DOCUMENT TEXT:
..........
Workshop in data analytics for teachers

By Brian Bevirt
08/27/2013 - 12:00am

Doug Nychka (CISL) and Timothy Robinson (University of Wyoming – UW) want to change the way people learn statistics and interact with data. Traditionally, statistics is taught using simple methods and small data sets. Despite the merits of this approach for new students, real-world applications of the discipline are messy, and statisticians contend with uncertain values and missing data. But these real-world data sets tell rich stories and sometimes offer intriguing clues about how nature works. Those possibilities are what stimulate the curiosity and imagination of future scientists and engineers. That enthusiasm for discovery is what Nychka and Robinson want to cultivate as they strive to develop and enrich the nation’s future workforce.

Locations of the most severe tornados
An example of a real-world geoscience dataset used in the workshop shows the locations of the most severe tornados (EF4 in blue and EF5 in magenta) recorded by the U.S. National Weather Service from 1950 – 2012.
..........
INFORMATION PROVIDED:

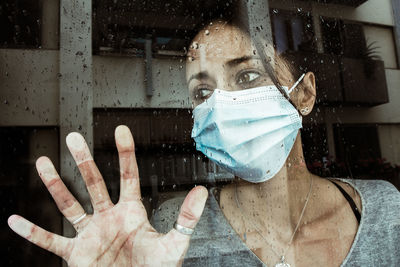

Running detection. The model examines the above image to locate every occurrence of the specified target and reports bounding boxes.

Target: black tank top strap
[328,179,361,224]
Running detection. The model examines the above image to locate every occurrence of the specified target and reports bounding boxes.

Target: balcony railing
[304,0,367,7]
[286,52,389,106]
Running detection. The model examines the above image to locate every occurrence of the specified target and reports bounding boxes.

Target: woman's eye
[194,87,213,99]
[237,71,260,84]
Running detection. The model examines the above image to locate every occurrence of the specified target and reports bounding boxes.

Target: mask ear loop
[288,73,306,95]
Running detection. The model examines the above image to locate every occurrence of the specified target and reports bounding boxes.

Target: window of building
[270,9,316,53]
[0,127,62,266]
[93,0,233,56]
[363,25,398,69]
[320,17,367,58]
[0,0,41,48]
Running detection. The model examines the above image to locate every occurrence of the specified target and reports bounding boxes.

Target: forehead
[188,22,253,60]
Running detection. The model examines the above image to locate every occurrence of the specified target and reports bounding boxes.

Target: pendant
[275,256,290,267]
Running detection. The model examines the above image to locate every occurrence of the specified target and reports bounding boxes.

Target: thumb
[176,186,208,228]
[169,186,208,241]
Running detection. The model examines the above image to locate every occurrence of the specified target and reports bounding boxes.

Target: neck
[235,133,312,233]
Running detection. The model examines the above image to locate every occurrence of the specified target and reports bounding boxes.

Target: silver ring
[72,212,87,224]
[174,222,194,235]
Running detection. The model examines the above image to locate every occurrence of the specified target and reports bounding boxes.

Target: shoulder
[341,179,400,266]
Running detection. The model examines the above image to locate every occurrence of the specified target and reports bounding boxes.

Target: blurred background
[0,0,400,266]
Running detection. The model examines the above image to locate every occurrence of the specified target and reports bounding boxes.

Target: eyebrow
[187,71,210,84]
[187,56,260,84]
[226,56,260,66]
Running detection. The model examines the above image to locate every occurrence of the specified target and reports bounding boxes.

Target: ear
[296,72,317,116]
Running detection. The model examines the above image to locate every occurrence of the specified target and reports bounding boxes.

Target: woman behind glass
[9,21,400,266]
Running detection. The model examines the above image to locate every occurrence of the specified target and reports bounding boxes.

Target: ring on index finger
[71,212,87,225]
[174,222,194,235]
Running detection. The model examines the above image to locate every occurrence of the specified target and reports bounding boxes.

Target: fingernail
[66,132,93,165]
[115,125,133,147]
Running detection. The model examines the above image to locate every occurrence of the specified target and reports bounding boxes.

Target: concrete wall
[0,49,59,126]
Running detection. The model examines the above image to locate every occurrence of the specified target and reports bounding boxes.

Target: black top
[328,179,361,224]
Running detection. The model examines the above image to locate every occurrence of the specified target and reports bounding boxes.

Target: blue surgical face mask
[192,74,304,183]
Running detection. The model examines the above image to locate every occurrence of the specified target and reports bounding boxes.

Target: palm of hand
[9,126,207,266]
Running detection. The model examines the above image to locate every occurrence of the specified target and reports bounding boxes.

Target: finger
[115,125,140,201]
[8,215,72,258]
[36,157,85,228]
[168,186,208,239]
[67,133,112,212]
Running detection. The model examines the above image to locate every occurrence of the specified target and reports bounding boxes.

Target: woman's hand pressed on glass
[8,126,207,266]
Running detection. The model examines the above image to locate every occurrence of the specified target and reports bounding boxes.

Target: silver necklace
[235,175,313,267]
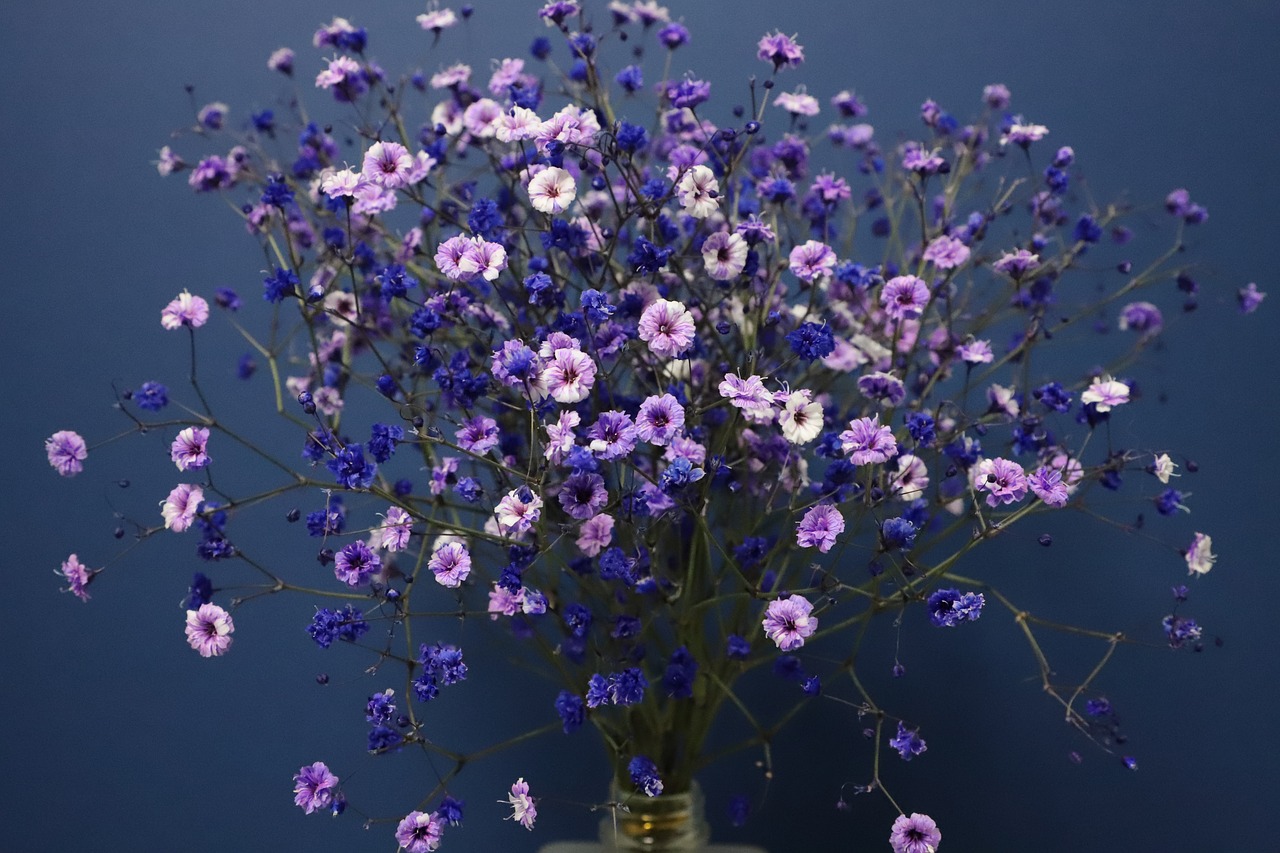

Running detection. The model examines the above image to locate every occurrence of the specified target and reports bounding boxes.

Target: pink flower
[541,348,595,403]
[577,512,613,557]
[640,300,695,359]
[924,234,969,269]
[763,596,818,652]
[458,237,507,282]
[186,596,236,657]
[796,503,845,553]
[169,427,209,471]
[45,429,88,476]
[881,275,929,320]
[703,231,749,282]
[1187,533,1217,575]
[59,555,97,601]
[498,776,538,830]
[160,291,209,329]
[360,142,413,190]
[396,811,444,853]
[788,240,836,282]
[494,485,543,535]
[974,459,1027,506]
[160,483,205,533]
[840,414,897,465]
[1080,377,1129,411]
[426,540,471,589]
[529,167,577,215]
[378,506,413,551]
[676,165,719,219]
[718,373,773,412]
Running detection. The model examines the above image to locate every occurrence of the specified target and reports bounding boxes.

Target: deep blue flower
[888,720,928,761]
[627,756,662,797]
[787,323,836,362]
[556,690,586,734]
[133,382,169,411]
[906,411,938,447]
[617,122,649,154]
[881,517,916,551]
[328,444,378,489]
[613,65,644,95]
[928,589,987,628]
[262,269,298,302]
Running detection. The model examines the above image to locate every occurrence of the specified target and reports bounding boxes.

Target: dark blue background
[0,0,1280,852]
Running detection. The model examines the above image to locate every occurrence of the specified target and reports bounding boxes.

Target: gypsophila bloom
[529,167,577,215]
[45,429,88,476]
[378,506,413,551]
[396,811,444,853]
[186,605,236,657]
[888,720,928,761]
[293,761,338,815]
[840,415,897,465]
[1187,533,1217,575]
[676,165,719,219]
[1080,377,1129,411]
[888,812,942,853]
[627,756,663,797]
[333,542,383,587]
[169,427,209,471]
[498,776,538,830]
[763,596,818,652]
[59,555,97,601]
[796,503,845,553]
[160,291,209,329]
[881,275,929,320]
[639,300,695,359]
[924,234,969,269]
[160,483,205,533]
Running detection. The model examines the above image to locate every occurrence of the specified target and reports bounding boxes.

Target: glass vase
[539,783,764,853]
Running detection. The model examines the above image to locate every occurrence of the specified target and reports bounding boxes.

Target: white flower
[529,167,577,215]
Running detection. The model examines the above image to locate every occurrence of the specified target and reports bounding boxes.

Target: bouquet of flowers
[46,0,1263,853]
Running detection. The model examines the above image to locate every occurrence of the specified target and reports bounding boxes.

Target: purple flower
[333,540,383,587]
[787,240,836,282]
[169,427,209,471]
[59,555,97,601]
[1027,465,1070,507]
[396,811,444,853]
[763,596,818,652]
[160,291,209,329]
[796,503,845,553]
[160,483,205,533]
[501,776,538,824]
[888,720,928,761]
[636,394,685,447]
[888,812,942,853]
[627,756,662,797]
[840,414,897,465]
[639,300,695,359]
[559,471,609,521]
[586,409,637,461]
[974,459,1027,506]
[45,429,88,476]
[928,589,987,628]
[881,275,929,320]
[186,605,236,657]
[755,32,804,72]
[293,761,338,815]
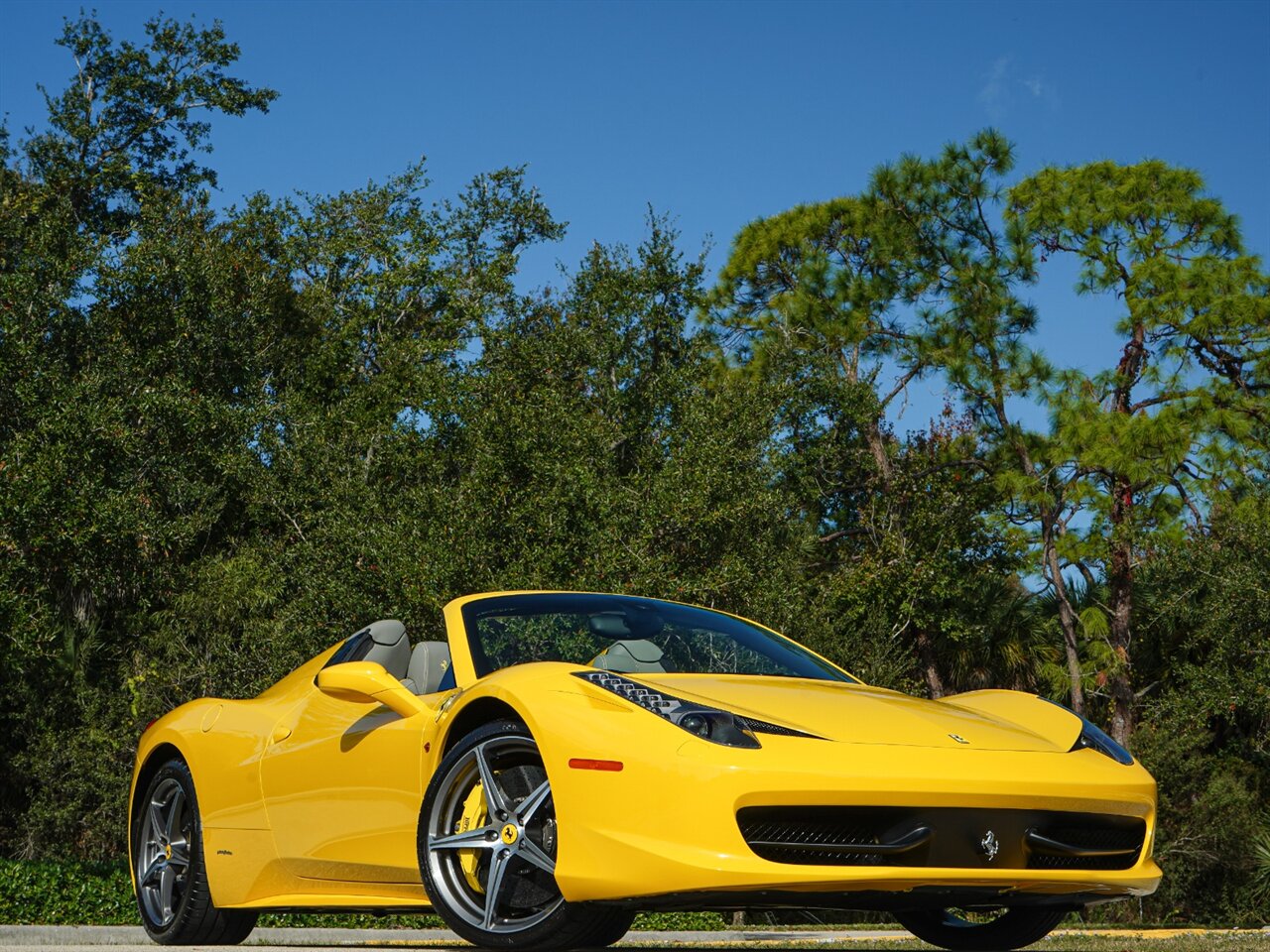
..........
WHAT THIS TASK INVOLVES:
Return the passage of the data analytics workshop article starting at "By Brian Bevirt" and ending at "nation’s future workforce.", copied word for word.

RESPONSE TO THE EXERCISE:
By Brian Bevirt
08/27/2013 - 12:00am

Doug Nychka (CISL) and Timothy Robinson (University of Wyoming – UW) want to change the way people learn statistics and interact with data. Traditionally, statistics is taught using simple methods and small data sets. Despite the merits of this approach for new students, real-world applications of the discipline are messy, and statisticians contend with uncertain values and missing data. But these real-world data sets tell rich stories and sometimes offer intriguing clues about how nature works. Those possibilities are what stimulate the curiosity and imagination of future scientists and engineers. That enthusiasm for discovery is what Nychka and Robinson want to cultivate as they strive to develop and enrich the nation’s future workforce.